* TASK BRIEF *
Please copy out all lines of the entries that contain the word "below".

(Dataset entries)
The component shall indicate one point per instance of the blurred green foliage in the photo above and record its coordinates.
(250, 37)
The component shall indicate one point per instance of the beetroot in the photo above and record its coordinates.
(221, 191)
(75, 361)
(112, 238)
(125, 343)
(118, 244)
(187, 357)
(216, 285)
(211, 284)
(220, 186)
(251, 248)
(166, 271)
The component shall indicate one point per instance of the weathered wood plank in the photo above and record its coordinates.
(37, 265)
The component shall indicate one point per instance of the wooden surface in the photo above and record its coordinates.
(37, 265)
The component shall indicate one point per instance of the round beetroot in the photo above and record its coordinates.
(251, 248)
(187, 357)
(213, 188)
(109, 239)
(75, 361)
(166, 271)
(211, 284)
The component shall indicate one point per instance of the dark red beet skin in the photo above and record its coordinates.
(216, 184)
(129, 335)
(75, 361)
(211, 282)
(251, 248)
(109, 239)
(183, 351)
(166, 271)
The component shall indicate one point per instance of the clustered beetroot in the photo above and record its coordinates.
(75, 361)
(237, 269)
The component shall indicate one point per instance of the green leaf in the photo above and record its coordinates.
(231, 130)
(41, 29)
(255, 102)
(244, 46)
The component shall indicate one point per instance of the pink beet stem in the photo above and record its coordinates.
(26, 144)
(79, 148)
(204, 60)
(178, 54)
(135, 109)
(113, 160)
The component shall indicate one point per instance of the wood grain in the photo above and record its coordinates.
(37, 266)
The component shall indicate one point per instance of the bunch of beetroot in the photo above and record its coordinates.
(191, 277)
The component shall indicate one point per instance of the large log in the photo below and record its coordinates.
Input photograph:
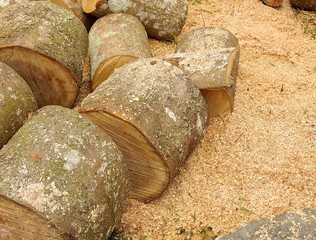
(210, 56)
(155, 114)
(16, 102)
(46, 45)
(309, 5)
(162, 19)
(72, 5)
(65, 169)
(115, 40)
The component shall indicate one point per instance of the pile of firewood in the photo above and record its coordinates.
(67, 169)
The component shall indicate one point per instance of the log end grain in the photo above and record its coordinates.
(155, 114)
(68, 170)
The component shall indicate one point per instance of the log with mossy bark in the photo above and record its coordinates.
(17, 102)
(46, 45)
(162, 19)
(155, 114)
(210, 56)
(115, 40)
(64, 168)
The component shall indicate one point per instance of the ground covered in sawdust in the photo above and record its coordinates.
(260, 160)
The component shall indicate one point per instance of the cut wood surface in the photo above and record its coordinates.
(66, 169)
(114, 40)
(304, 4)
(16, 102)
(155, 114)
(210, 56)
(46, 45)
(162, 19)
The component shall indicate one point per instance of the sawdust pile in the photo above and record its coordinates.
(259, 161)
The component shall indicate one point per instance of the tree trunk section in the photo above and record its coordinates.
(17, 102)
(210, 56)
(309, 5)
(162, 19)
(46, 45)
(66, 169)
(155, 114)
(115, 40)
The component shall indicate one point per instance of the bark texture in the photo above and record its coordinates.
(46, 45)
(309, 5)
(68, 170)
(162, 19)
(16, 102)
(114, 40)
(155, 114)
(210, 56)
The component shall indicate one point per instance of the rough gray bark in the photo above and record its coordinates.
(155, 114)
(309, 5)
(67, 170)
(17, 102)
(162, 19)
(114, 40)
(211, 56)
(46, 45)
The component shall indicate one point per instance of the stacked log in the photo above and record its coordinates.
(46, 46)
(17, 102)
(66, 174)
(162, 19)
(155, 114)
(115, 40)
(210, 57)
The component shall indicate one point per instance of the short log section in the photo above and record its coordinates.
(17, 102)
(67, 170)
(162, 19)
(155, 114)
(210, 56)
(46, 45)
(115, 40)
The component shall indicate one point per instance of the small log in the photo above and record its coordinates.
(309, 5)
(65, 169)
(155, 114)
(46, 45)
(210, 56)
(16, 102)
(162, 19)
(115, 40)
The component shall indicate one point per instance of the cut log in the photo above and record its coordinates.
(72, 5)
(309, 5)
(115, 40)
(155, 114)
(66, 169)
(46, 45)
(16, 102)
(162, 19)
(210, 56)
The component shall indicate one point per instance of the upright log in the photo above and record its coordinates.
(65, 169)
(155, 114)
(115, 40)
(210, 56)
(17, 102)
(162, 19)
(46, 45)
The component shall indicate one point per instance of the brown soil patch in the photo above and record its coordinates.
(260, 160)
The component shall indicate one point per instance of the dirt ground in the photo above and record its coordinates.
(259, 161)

---

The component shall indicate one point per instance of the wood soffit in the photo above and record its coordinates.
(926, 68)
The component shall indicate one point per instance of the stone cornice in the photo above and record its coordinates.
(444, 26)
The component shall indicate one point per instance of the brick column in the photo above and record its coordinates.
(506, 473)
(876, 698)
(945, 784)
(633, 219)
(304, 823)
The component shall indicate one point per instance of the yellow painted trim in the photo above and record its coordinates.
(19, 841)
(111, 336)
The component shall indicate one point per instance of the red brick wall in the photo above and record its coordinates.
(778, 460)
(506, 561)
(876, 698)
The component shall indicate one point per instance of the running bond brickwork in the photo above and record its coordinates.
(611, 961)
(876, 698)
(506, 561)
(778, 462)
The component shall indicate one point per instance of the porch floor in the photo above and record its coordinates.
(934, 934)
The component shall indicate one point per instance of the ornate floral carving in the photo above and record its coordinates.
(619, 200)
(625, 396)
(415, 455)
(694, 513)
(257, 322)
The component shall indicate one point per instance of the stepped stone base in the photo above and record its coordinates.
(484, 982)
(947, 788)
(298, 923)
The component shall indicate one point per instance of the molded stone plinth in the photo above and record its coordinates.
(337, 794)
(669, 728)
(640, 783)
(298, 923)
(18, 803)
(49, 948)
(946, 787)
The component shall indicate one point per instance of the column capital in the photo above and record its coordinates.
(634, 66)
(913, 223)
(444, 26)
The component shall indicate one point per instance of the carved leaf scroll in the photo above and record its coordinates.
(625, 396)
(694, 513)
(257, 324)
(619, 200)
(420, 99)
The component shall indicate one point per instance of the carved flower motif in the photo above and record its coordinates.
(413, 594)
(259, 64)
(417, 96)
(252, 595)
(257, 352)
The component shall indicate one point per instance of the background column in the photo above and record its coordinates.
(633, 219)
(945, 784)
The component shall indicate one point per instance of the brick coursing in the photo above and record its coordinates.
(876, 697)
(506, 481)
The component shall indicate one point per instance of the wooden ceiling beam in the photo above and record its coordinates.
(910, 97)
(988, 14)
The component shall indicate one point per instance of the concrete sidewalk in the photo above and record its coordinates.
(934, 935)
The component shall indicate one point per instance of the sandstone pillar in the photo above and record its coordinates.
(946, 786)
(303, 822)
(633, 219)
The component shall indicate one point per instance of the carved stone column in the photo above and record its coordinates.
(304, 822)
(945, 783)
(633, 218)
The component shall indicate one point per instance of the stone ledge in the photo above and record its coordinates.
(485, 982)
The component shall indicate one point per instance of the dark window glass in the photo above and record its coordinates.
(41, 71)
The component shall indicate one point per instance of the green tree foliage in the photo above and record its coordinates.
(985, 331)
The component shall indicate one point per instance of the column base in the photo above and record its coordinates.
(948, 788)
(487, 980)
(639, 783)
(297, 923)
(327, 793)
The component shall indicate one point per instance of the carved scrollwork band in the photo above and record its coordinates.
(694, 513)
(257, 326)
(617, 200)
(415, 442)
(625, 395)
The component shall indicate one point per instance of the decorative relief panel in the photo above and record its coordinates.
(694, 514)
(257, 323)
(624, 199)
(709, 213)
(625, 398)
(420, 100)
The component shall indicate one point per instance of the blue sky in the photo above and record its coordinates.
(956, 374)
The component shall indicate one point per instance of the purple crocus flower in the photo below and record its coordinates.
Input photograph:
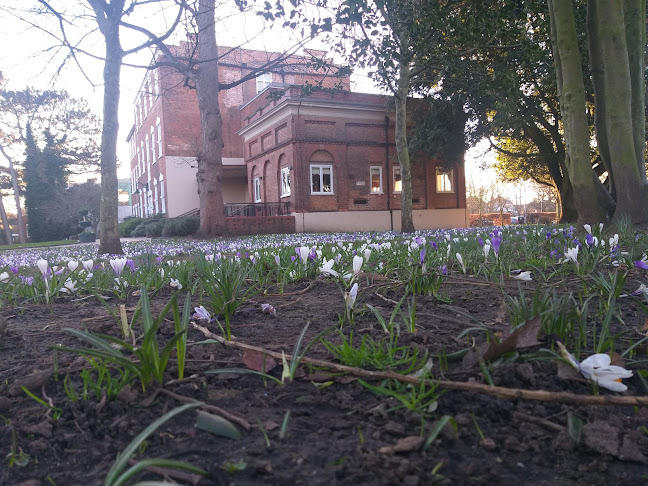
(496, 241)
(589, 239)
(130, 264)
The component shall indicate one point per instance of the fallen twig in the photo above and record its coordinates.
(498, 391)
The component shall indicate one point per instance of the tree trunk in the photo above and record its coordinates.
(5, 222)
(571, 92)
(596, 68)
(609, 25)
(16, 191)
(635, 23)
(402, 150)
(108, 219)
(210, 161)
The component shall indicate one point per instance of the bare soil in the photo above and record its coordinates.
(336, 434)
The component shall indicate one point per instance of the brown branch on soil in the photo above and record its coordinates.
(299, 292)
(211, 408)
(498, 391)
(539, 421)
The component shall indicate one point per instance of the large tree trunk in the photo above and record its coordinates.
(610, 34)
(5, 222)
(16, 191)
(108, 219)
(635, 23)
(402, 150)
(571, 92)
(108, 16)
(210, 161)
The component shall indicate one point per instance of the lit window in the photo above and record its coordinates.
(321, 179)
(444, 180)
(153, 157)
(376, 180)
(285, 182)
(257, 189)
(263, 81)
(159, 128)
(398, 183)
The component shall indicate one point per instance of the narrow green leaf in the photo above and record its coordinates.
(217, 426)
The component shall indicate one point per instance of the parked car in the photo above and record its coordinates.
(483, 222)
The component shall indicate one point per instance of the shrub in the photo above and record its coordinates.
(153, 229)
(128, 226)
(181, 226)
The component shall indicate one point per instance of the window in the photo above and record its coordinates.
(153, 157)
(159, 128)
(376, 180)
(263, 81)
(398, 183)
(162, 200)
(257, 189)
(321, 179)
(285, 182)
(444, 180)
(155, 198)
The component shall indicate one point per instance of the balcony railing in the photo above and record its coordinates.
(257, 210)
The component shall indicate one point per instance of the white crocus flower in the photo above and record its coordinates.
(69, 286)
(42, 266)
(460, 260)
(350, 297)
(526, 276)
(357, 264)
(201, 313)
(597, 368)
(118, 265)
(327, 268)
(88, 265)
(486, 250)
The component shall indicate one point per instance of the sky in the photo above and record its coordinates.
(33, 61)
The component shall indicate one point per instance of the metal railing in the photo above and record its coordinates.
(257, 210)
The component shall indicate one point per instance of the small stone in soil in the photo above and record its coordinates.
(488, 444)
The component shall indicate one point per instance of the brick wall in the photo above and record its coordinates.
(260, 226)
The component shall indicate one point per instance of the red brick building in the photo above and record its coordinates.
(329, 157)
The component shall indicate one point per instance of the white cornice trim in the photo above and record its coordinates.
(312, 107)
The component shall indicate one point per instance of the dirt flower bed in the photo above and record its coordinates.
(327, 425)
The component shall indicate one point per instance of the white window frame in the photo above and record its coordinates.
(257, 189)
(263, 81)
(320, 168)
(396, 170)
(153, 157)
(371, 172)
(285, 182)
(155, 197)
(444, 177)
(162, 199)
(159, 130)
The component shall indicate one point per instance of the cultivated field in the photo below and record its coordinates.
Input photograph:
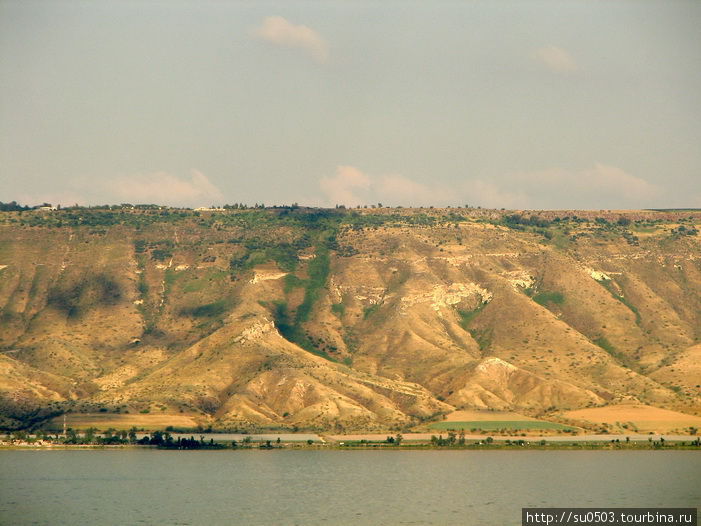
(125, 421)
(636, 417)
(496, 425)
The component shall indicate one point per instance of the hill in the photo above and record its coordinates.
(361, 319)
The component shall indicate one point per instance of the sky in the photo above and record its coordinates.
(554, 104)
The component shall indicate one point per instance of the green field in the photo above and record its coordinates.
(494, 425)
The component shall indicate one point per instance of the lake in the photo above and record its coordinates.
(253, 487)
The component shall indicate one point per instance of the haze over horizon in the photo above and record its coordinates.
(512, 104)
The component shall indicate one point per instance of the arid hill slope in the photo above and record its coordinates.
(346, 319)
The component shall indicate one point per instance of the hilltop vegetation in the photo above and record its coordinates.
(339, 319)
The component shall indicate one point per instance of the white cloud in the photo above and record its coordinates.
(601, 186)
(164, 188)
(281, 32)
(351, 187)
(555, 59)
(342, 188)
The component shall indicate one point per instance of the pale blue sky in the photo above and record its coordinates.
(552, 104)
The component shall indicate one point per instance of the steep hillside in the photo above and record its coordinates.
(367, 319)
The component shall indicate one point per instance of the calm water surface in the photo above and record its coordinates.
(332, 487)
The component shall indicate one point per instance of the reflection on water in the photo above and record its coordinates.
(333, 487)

...

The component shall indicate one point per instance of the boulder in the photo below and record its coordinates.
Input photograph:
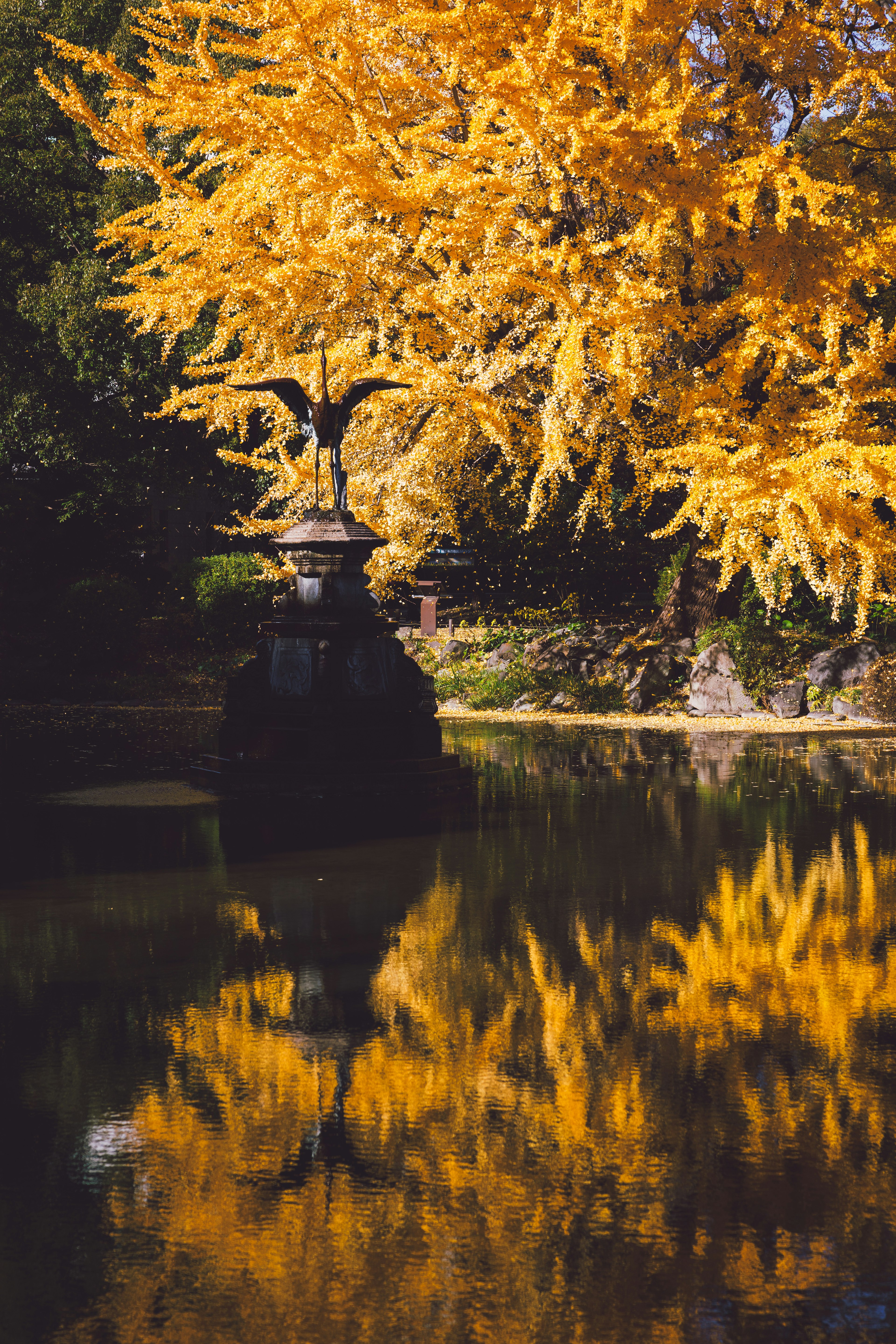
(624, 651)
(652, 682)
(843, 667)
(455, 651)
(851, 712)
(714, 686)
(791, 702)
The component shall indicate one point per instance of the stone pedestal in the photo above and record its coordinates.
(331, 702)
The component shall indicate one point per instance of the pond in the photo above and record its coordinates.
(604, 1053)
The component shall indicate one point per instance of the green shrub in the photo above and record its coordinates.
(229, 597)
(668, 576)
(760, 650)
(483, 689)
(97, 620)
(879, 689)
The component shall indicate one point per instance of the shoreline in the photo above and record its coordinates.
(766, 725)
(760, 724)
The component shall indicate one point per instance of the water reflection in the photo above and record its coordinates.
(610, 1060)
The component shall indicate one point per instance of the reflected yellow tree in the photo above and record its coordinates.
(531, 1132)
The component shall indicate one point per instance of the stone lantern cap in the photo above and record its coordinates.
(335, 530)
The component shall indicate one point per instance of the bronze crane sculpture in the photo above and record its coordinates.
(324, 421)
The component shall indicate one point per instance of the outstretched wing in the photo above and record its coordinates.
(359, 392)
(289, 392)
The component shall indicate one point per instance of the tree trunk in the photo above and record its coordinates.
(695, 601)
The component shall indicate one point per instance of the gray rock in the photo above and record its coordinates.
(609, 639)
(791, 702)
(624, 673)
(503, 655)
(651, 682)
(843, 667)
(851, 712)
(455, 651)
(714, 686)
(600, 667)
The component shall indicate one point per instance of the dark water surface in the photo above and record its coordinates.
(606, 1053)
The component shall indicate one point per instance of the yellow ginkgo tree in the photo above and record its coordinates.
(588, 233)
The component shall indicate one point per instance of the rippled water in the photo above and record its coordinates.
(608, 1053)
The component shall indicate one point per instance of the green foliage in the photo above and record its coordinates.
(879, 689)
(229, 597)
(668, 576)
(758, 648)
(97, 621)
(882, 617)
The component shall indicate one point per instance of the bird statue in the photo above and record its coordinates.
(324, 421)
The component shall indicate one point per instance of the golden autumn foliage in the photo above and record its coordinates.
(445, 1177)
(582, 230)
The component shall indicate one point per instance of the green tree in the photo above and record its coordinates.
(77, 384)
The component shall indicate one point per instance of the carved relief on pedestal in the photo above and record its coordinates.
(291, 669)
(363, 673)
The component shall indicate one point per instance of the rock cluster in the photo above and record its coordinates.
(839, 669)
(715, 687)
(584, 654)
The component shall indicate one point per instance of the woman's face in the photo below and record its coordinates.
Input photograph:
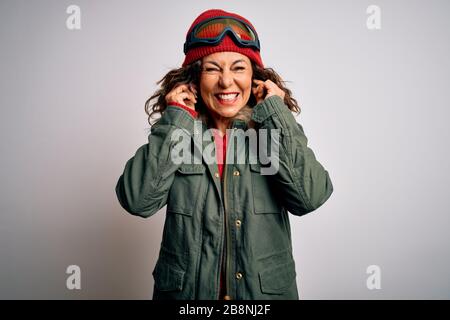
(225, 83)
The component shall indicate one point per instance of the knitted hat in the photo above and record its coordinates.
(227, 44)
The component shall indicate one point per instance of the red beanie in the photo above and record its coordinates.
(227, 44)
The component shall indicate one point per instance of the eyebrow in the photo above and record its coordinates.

* ANSWER SECTION *
The component shall indicate one point per instance of the large log in the photo below and record its coordinates.
The component shall indicate one point per instance of the purple crocus flower in the photo below and record its coordinates.
The component shall indicate one point per instance of the cultivated field in the photo below and record its coordinates.
The component shall indicate one point per instance of the boulder in the photo below and record its coordinates.
The component shall indicate one point per instance of the woman's face in the photo below and record its coordinates.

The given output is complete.